● **Passage shown**:

** Start **

Being a part of any relationship for a period of time affords an individual the opportunity to learn what works and what doesn’t with each respective person. I may be able to discuss politics with Uncle Joe but Aunt Sue? Never! He’s open minded to other people’s views and enjoys a lively debate. Aunt Sue, on the other hand, is opinionated, is a right-fighter (one who always has to be right as Dr. Phil refers to them), and becomes nasty with those who disagree with her. I can joke around with my husband and refer to him as my “hairless honey” but my friend Steve is very sensitive about his lack of locks.

One of my favorite topics to discuss is God. I’m madly in love with Him and like a teenage who’s fallen in love for the first time, I can’t stop thinking and talking about Him. But try to have a discussion about our Lord with a defensive non believer and you may be in for a rough ride. (I learned that lesson the hard way on facebook – some of them can get down-right ugly!)

We all know what topics we can discuss with certain people and which ones to avoid. We also know what turns a harmless discussion into a vicious argument. (A disagreement is not synonymous with argument by the way. The first is simply a difference of opinion. The latter engenders hostility and sometimes aggression.) Granted, there are those who love the drama – they seek out opportunities to incite a good fight. I’m not one of them. While I enjoy a good debate, I abhor arguing and will do my best to avoid it. Then, too, there are some who engage in a discussion and wonder why every conversation results in quarreling and hurt feelings. “People are so sensitive! Everything you say they take the wrong way.” They fail to recognize their own contributions to the contamination of the dialogue.

Here are some surefire tips to convert any conversation into an argument:
• Know what issues the other party is sensitive to or passionate about. Engage one of those topics for discussion.
• Know what to say or do to provoke them, being certain to push their buttons whenever possible.
• Infuse a hefty dose of criticism, sarcasm, and insults. Insert a few expletives and round it off with a threat or two for good measure.
• Always be right. Never admit to being mistaken about anything.
• Be as arrogant and close minded as possible. Never listen to or consider the other person’s position.

** End **

● **Rows**:
** Start **

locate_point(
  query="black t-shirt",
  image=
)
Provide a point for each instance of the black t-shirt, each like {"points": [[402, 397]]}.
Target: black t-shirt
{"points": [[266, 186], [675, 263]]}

** End **

● **Exercise**: Write the next part of the piece on conversations and arguments, picking up after its final tip. The entries have nothing to do with the piece on conversations and arguments.

● **Final answer**:
• Exaggerate and embellish whenever possible. This will certainly destroy your credibility.

If you would prefer to keep things civil, try the following:
• Refuse to engage in highly sensitive or provoking topics. Don’t initiate or participate in them regardless of how much the other party persists.
• Stay out of other people’s business. If it does not concern you do not be concerned.
• If necessary, walk away before the conversation turns nasty.
• Remain open and respectful of the other person’s position. Acknowledge their feelings, beliefs, and needs even if you don’t understand or agree with them.
• Be sensitive and kind but firm when necessary. When speaking, be crystal clear and judiciously concise.
• Carefully choose your words, tone of voice, and attitude. Always consider how they would sound to you if the other party said them.
• If the situation becomes heated, know what to say or do to calm things down. A simple validation is often enough. “I can see how important this issue is to you.”
• Don’t take personal offense to what the other party is saying. Their behavior mirrors their inner self and is in no way a reflection of you.

Discussions are a vital aspect of every healthy relationship and enable individuals to acquire greater knowledge of one another, the issue at hand, to find resolution whenever necessary. They also serve as a means to strengthen the rapport between all parties. With a few simple techniques and a bit of restraint, anyone can keep a dialogue civil and productive.